• _SET TASK_:
Rewrite the records as a numbered list, from their first line through the line containing "x=292, y=557", and leave out any blank lines.

• _INPUT MATERIAL_:
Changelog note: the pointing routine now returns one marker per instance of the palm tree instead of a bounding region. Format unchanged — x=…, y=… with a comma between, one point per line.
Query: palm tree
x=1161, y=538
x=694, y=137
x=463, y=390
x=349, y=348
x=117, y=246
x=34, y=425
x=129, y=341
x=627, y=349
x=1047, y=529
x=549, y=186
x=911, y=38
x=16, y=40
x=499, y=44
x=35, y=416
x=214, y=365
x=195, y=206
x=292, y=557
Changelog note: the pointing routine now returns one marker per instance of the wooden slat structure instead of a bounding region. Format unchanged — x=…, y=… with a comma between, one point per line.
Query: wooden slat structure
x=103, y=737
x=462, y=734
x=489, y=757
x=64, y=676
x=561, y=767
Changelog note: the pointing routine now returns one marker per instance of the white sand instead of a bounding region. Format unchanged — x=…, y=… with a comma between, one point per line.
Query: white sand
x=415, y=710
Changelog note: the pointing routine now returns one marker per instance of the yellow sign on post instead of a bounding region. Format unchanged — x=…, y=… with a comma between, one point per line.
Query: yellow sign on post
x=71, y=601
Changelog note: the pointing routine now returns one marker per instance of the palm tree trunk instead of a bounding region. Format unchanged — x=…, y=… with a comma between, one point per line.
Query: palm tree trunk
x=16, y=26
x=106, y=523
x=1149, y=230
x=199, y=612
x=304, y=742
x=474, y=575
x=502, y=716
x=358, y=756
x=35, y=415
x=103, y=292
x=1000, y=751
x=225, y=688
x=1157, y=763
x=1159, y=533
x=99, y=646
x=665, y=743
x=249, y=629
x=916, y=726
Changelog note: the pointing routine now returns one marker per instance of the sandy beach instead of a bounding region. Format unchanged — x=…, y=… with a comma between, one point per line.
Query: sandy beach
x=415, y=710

• _ANSWER TO THIS PROBLEM_:
1. Changelog note: the pointing routine now returns one marker per instance of the palm tree instead of a bounding region. Format unchanged — x=…, y=… with a comma between, one point per line.
2. Query: palm tree
3. x=1161, y=538
4. x=694, y=137
5. x=463, y=390
6. x=349, y=348
7. x=117, y=246
8. x=34, y=425
9. x=129, y=341
10. x=627, y=349
11. x=1047, y=529
12. x=549, y=186
13. x=911, y=38
14. x=16, y=40
15. x=499, y=44
16. x=35, y=416
17. x=214, y=365
18. x=195, y=206
19. x=292, y=557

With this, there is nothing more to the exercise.